* _PROBLEM DESCRIPTION_: Extract every line of the listing below and reproduce each one word for word, in the same order.

* _DATA TO USE_:

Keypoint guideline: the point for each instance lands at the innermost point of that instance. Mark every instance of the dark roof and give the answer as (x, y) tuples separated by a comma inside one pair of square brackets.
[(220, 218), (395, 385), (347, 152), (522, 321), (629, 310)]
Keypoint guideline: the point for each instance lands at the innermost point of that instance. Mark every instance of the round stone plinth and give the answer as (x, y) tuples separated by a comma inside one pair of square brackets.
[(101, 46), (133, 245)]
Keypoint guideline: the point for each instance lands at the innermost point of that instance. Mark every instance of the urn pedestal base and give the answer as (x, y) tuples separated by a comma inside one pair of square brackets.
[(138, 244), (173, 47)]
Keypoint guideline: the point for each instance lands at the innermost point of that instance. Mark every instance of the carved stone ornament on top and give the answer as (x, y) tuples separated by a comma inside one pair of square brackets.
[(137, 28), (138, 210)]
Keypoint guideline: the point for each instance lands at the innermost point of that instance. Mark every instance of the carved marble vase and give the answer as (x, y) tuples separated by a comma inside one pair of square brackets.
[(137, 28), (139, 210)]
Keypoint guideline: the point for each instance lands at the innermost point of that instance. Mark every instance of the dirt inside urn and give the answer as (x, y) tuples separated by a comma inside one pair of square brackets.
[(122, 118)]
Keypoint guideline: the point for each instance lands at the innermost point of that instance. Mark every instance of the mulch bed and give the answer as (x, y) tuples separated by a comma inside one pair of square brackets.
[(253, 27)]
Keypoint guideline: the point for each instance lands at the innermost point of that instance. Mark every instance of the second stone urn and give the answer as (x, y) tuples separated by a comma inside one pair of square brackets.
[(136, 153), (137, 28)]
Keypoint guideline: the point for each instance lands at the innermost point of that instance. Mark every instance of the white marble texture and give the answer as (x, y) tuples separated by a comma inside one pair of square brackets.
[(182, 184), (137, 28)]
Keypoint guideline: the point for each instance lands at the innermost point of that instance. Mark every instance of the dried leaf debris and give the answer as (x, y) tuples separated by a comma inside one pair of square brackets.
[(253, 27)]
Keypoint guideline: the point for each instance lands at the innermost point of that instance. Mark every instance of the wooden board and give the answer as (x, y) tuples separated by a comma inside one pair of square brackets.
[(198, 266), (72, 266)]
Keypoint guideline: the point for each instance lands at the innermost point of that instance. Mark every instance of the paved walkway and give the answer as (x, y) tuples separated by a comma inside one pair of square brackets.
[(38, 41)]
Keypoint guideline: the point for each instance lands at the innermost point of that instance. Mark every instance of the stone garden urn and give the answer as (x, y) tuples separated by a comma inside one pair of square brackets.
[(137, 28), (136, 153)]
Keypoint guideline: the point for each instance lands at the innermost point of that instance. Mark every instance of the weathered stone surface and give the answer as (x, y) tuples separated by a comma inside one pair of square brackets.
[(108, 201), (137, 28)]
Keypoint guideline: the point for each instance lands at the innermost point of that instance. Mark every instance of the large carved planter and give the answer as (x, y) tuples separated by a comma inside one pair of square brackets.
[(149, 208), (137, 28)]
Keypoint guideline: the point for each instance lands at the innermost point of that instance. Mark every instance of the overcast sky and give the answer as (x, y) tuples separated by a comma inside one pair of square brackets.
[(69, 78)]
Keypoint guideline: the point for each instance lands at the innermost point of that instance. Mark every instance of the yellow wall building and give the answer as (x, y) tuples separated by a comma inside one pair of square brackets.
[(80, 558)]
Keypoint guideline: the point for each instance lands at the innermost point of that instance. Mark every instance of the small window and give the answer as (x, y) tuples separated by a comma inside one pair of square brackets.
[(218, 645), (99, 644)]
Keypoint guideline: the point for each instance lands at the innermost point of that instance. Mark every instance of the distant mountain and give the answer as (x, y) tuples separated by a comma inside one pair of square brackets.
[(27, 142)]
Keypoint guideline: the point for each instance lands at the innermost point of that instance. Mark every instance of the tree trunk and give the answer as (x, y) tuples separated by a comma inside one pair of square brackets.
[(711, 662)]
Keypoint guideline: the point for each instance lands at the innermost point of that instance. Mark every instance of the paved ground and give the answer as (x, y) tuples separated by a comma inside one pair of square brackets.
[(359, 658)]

* _CORRECT OUTPUT_:
Keypoint guideline: the point for each instance lands at the innermost point of that instance. Mark every instance of the dark roof and give the answer as (x, y) tuples separated by a comma inside one pair of square brackets.
[(220, 218), (395, 385), (347, 152), (522, 321), (629, 310)]
Keypoint guideline: the point for each instance lands at the innermost point of that instance. Mark every instance of the round stone plinth and give the answer as (x, y) tuples separated by a comma inside one pair of square brackets.
[(101, 46), (133, 245)]
Keypoint guideline: the point for each instance lands at the innermost point of that instance. Mark every instance of the urn pedestal base and give the answer as (x, y) tuples separated by a comma inside one pair of square brackets.
[(138, 244), (173, 47)]
Keypoint guideline: the point for each instance lands at the innermost point of that instance. Mark every instance of the carved stone ornament on top and give the answer as (x, y) tuples separated by a comma inside one pair of square brackets.
[(137, 28), (138, 210)]
Keypoint guideline: the point for each instance lands at the innermost point of that instance. Mark every instance of the carved marble vase and give the answer as (x, y) tuples separated by a comma inside one pair of square brackets.
[(137, 28), (139, 210)]
Keypoint guideline: the point for each instance lands at the innermost point of that instance. Mark every instance of the dirt inside urn and give the answer as (x, y) tuples separated by a comma inside one pair of square brackets.
[(122, 118)]
Keypoint guideline: the point for each instance lands at the innermost point of that instance. Mark every instance of the mulch bed and give the answer as (x, y) tuples separated by a comma inside one pair of square brackets.
[(253, 27)]
Keypoint guideline: the point for each instance lands at the innermost point of that instance. Mark every instance of the second stone urn and give the answer as (x, y) tuples separated by a comma inside one pair of square brackets.
[(136, 153), (137, 28)]
Keypoint guideline: the point for each instance lands at the innermost point of that instance. Mark every instance of the white marble texture and give the answer as (x, y) tuples separated by a comma inside one pair of square brackets.
[(182, 184), (137, 28)]
Keypoint guideline: the point for each instance lands at the innermost point of that instance. Mark every instance of the dried leaf debris and give the answer as (x, y) tuples separated by a comma inside one pair of square brackets.
[(253, 27)]
Keypoint guideline: the point for each instance lands at the innermost point of that instance. Mark every instance of the wooden board and give the answer as (x, y) tuples separated by a comma inside one pair of square brackets.
[(198, 266), (72, 266)]
Keypoint guideline: the point for each instance lands at the innermost point of that instance. Mark every instance of the paved walkway and give the answer as (x, y) tuples separated by a comma inside one pair of square brackets.
[(38, 41)]
Keypoint guideline: the point for each instance lands at the innermost point of that instance. Mark every instance of the stone garden urn and give the answer as (x, y) tuples separated by a comma inside one pair of square brackets.
[(137, 28), (136, 153)]
Keypoint guideline: the point for each instance lands at the innermost point of that instance. Mark every instance of the weathered stone surface and give the answer as (x, y) tuples separated by a comma inside one pair of square brackets.
[(108, 201), (137, 28)]
Keypoint guideline: the point for each instance lands at the innermost point of that instance. Mark every instance of the large carved planter and give the answer as (x, y) tuples separated by a comma inside one pair of square brackets.
[(149, 208), (137, 28)]
Keypoint guideline: the point for each instance lands at the innermost point of that instance. Mark every instance of the overcast sky and give the answer as (x, y) tuples separated by a comma inside one pair of square brackets.
[(69, 78)]
Keypoint guideline: the point for each instance lands at the innermost point of that instance. Mark every instance of the yellow wall building and give the answer as (x, y) tuples separated by a comma inside one pair of square brackets.
[(80, 558)]
Keypoint guideline: the point for each instance lands at the innermost point of that instance. Mark every instance of the small window and give the answer as (x, y) tuples separated by a comma inside one pair of square brackets.
[(218, 645), (99, 644)]
Keypoint guideline: the point for each instance lands at the innermost point of that instance. Mark every instance of the distant mountain and give the answer as (x, y) tuples separated by a comma inside one pair of square brackets.
[(27, 142)]
Keypoint guideline: the point for each instance lands at the innermost point of that instance. Mark every instance of the tree trunk and give the answer as (x, y) tuples separated by a comma inside one pair of square brackets.
[(711, 662)]
Keypoint guideline: the point for each instance lands at the innermost point of that instance. Mark every instance of the paved ground and give the answer as (x, y) tuples separated by a comma inside one pair of square brackets.
[(359, 658)]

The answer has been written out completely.